> **WHAT YOU ARE ASKED TO DO**:
Produce an exact transcription of every entry.

-- Opening Marker --

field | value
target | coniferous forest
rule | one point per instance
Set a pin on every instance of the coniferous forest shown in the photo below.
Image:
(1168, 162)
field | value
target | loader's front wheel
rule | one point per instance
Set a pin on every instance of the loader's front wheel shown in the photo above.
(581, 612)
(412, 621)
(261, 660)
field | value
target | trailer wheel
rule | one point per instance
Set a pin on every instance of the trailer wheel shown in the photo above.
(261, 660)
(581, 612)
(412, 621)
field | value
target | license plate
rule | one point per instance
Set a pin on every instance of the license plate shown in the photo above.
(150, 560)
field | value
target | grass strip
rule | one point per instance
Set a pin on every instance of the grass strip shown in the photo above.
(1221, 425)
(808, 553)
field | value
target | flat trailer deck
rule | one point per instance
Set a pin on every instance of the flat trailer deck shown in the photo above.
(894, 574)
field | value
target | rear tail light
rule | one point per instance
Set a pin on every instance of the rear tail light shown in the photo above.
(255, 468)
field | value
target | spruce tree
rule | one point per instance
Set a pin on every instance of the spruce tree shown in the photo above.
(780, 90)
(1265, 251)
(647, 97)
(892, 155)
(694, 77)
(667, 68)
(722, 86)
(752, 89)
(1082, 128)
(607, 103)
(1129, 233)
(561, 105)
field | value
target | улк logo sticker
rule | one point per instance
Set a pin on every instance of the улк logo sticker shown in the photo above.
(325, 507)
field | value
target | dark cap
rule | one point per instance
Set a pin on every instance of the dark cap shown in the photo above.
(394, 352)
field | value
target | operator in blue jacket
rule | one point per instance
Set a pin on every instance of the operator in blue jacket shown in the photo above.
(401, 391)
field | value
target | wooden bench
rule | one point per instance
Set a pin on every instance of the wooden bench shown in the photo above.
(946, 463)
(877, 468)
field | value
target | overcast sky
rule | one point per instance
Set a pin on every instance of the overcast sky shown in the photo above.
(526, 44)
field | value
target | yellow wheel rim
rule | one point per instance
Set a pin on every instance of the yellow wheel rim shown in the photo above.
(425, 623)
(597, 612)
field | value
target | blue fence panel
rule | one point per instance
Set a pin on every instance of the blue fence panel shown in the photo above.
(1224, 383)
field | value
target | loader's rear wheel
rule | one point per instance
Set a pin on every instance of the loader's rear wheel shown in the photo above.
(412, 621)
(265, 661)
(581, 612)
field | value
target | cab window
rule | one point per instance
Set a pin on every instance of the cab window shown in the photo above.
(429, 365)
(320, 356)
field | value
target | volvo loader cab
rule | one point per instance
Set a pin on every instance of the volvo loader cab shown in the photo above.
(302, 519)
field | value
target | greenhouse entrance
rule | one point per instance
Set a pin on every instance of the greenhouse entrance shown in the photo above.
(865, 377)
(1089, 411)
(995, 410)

-- Closing Marker --

> **WRITTEN RESPONSE**:
field | value
target | coniferous forest
rule | one point per instance
Set a pin on every instance of the coniferous forest shown in the photo below.
Image:
(1168, 162)
field | value
target | loader's front wheel
rule | one point per instance
Set a pin on every instance of the loader's front wheel shown in the photo above.
(581, 612)
(412, 621)
(261, 660)
field | value
target | trailer wheel
rule | one point per instance
Set a pin on every instance of the trailer wheel shown in the photo above.
(261, 660)
(581, 612)
(412, 621)
field | value
target | license plate
rule | one point per instance
Set a pin on every instance of the license plate shown in the photo above.
(150, 560)
field | value
target | grass strip
rule | one point per instance
Set a pin on every instance of the grass strip shown in the photo above.
(1221, 425)
(808, 553)
field | value
target | flat trailer deck
rule | one point per instance
Set a pin on every instance of the flat trailer deck shown in the photo above.
(894, 574)
field | value
target | rear tail light
rule | one point per instance
Set a pin on every instance of the rear tail light shown in the photo above.
(255, 468)
field | value
target | spruce tree
rule | one point per instance
Set a pin on every instance of the spruce tree shown in the photo above.
(780, 90)
(1265, 251)
(647, 97)
(892, 155)
(694, 77)
(667, 68)
(722, 86)
(752, 89)
(1082, 128)
(607, 103)
(1129, 233)
(561, 105)
field | value
target | улк logo sticker
rule | one point per instance
Set a pin on every instance of the улк logo sticker shown in the photo above.
(325, 507)
field | value
target | dark cap
rule | one point per instance
Set a pin on every instance of the dark cap shown in the photo above.
(394, 352)
field | value
target | operator in blue jacket
rule | one point per instance
Set a pin on every instance of the operator in blue jacket shown in the photo above.
(401, 391)
field | value
target | wooden bench
rule | one point per instance
Set a pin on every instance of the wooden bench shown in the photo above.
(946, 463)
(877, 468)
field | value
target | overcast sky
rule | one point per instance
Set a pin on every instance of the overcast sky shown in the photo above.
(526, 44)
field | value
target | yellow wheel rim
rule | one point per instance
Set a pin on every instance of the yellow wheel rim shown in the photo above.
(425, 623)
(597, 612)
field | value
target | blue fence panel
rule | one point per instance
Set a pin on every instance of the blue fence panel shown in the photo above.
(1224, 383)
field | value
target | loader's rear wheel
rule | one point per instance
Set a pin on every instance of the loader's rear wheel shown in the photo above.
(412, 621)
(265, 661)
(581, 612)
field | value
target | cab window
rule | one point per instance
Set a pin on every instance of the cab window shown in the photo above.
(429, 365)
(320, 356)
field | value
target | volvo loader cab
rule | one point per instance
Set a pin on every instance of the volvo loader cab shown in the photo above.
(302, 519)
field | value
target | greenhouse entrance
rule | one point per instance
Set a pin on every instance of the greenhouse entrance shown in the photo above.
(865, 377)
(1089, 411)
(995, 410)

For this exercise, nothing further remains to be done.